While on her way to attend a Yōkakai meeting, the 1923 Great Kantō earthquake struck. She rushed home to check on Watanabe's mother who was alive and had nearly escaped the collapse of her home. The fires and impending tsunami encouraged Tanno to flee across the Katsunishi Bridge with Kawai's family and Watanabe's mother. Upon her return, many of the displaced Nankatsu Labor Union members chose to live in the office, taking turns watching out for the authorities.

On September 2, 1923, the Special Higher Police came and arrested between 6 and 8 Nankatsu Labor Union members at their office in an event known as the Kameido Incident. Tanno managed to escape by giving her alias Sakanoue Kiyo and running to hide on the second-floor window's ledge behind a sliding tatami door. The Kameido police continued to make arrests, and many of the union members were killed in prison, including Tanno's nursing school friends Kawai Yoshitora and Kitajima Kichizō.

Tanno Setsu married Watanabe Masanosuke in 1924.

==Late 1920s==
In 1926, Tanno went underground with the Nankatsu Labor Union, hiding out in For Rent Houses from authorities. Money was very scarce, and she was almost recognized and arrested on several occasions.

===Nankatsu Labor Union Women's department proposal===
Tanno attempted to propose to Nankatsu Labor Union's communist Hyōgikai wing the formation of a Women's Department in 1926. However, her proposal was rejected by Hyōgikai leaders on the basis that a new department specifically for women was unnecessary. Together with Watanabe, Tanno proposed the department again and became the head of the new department in 1927.

> _Required actions_:
A – In the passage about Tanno Setsu, what alias did Tanno give to escape arrest during the Kameido Incident?
B – Write the next part of the passage about Tanno Setsu, picking up after its final sentence.
You can ignore the material that follows this passage about Tanno Setsu.

> _Dataset content_:
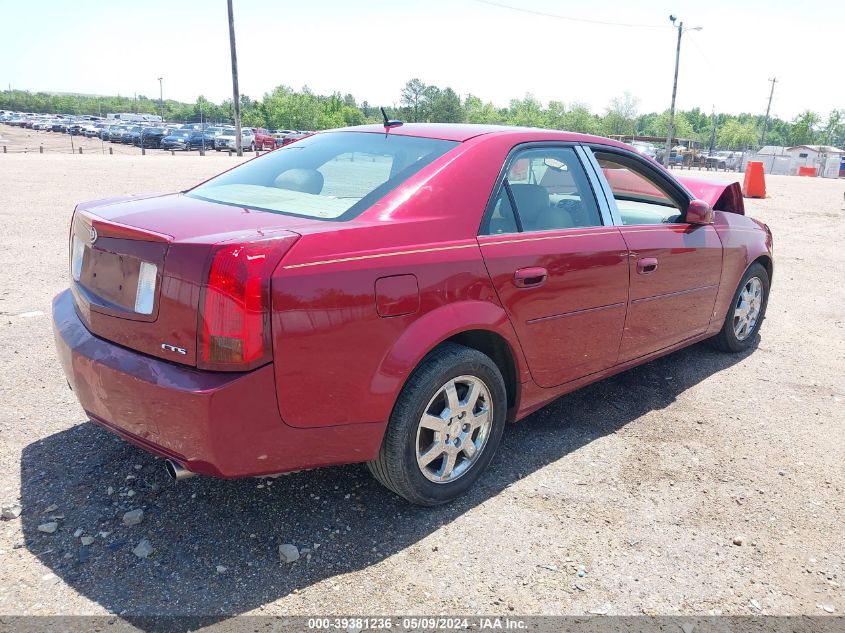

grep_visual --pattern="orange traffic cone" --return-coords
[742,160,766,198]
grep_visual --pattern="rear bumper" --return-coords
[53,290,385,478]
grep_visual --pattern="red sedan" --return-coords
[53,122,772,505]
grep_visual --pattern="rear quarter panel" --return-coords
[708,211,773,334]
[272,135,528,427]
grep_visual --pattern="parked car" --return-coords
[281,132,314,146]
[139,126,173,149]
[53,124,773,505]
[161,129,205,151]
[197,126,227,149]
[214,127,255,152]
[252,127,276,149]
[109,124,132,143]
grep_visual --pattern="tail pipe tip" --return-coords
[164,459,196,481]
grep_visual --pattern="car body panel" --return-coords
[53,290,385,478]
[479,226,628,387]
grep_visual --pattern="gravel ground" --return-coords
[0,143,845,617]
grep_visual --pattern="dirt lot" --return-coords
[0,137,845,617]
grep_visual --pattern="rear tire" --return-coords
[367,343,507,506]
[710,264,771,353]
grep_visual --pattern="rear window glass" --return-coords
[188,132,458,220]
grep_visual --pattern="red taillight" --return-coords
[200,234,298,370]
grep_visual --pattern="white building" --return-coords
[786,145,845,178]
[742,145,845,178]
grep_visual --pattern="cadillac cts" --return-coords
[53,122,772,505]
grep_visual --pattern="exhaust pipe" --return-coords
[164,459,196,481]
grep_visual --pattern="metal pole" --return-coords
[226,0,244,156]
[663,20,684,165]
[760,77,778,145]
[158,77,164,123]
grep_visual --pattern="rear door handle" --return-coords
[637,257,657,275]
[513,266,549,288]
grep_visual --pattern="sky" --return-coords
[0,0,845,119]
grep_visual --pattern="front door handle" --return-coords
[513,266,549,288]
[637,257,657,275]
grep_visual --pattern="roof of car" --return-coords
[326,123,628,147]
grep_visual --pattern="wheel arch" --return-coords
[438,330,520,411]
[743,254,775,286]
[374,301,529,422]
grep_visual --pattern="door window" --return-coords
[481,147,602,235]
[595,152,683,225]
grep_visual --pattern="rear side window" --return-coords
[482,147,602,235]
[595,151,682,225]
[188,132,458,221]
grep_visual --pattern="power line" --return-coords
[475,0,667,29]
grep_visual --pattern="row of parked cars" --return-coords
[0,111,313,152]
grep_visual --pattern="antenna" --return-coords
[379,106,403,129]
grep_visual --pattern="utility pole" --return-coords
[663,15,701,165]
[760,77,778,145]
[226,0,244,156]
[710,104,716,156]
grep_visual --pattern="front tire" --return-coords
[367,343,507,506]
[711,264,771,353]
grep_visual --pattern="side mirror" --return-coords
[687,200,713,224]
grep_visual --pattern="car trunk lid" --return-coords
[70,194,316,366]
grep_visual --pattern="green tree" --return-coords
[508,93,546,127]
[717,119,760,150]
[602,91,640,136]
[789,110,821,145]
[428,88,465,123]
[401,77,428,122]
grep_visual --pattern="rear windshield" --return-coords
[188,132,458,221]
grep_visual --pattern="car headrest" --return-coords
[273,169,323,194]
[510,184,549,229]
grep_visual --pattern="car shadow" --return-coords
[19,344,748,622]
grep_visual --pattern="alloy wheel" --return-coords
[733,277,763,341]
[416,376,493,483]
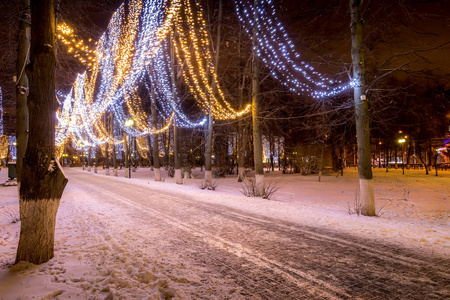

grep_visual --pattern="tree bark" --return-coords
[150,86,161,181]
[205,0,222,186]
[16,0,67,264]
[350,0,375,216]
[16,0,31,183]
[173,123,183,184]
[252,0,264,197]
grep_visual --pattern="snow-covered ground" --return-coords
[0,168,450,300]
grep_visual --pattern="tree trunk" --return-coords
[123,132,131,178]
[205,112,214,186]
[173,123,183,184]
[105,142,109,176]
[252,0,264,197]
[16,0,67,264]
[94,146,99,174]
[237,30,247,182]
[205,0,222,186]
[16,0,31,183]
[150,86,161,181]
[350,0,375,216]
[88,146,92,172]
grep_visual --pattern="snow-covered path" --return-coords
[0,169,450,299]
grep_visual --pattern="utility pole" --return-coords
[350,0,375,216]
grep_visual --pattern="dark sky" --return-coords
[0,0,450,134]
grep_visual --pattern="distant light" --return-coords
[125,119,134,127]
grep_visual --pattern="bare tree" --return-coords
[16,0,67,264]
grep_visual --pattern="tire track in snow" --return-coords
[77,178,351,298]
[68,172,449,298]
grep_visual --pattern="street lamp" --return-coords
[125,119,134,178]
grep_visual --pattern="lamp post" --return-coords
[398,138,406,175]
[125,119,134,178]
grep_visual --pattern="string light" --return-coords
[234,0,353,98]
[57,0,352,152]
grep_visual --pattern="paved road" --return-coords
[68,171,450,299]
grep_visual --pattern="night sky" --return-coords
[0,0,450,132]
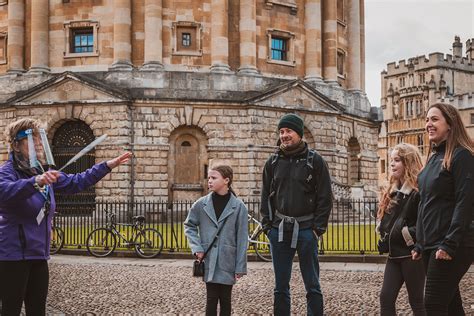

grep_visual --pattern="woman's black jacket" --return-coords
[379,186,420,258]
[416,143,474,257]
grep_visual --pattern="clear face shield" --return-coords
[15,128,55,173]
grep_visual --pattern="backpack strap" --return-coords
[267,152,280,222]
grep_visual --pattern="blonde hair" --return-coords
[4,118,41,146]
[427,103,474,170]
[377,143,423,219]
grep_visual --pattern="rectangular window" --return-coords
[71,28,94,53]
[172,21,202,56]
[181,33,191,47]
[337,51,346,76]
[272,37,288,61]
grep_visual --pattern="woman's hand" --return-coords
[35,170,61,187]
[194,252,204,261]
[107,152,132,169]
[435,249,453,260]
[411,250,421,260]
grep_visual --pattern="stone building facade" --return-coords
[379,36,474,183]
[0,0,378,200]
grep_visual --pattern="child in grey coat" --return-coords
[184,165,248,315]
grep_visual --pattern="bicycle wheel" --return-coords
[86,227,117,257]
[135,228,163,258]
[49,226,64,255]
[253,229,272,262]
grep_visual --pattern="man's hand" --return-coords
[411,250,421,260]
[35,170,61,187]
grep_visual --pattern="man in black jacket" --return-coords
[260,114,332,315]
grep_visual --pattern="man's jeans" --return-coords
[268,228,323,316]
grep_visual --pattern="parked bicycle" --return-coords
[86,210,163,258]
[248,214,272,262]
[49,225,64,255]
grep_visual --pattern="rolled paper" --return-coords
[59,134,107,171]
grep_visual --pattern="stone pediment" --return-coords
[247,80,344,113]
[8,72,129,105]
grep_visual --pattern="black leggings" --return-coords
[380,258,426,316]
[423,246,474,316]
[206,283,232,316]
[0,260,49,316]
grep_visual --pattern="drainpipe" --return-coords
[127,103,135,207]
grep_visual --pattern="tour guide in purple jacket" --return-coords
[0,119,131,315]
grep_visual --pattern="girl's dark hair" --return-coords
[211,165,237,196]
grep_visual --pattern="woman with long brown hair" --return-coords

> _Answers provided_:
A – Sakanoue Kiyo

B –
===Imprisonment of Nanshoku Labor Union members===
On March 15, 1928, many Nankatsu Labor Union members were discovered and arrested. Tanno, and others who remained, continued to shift their residence around and operating under aliases, with the men dressing as stock brokers. However, many members continued to be arrested, and incidents between the police and communist members began to make newspaper headlines. On December 3, 1928, Tanno jumped through a window to escape police, but was quickly caught after jumping a fence. She was incarcerated at Tomizaka Police Station, where she was questioned for three days and brutally beaten. After a week, Tanno learned from the police officials that her husband Watanabe had been killed in Formosa. Tanno was transferred around to multiple police stations before her trial on October 3, 1928. In prison, she contracted tuberculosis and temporarily left on parole. Though she attempted to avoid the authorities, Tanno was rearrested.

===Release===
Tanno remained in prison until September 1938. Immediately following her release, she tried to flee to China, but was unable to. Following World War II, Tanno's activism transitioned from advocating socialism to hospital administration and reform. She established and later became director of Yotsugi Clinic in Katsushika, Tokyo.

==Personal life==
===Relationship with family===
Tanno had a strained relationship with her family, who did not share her political beliefs. On multiple occasions, she was lured home by letters saying someone had become sick, only to find everyone well. On her return trips home, she was often locked in her room and not allowed to leave without a family escort. On at least one occasion, she was physically beaten by her younger brother.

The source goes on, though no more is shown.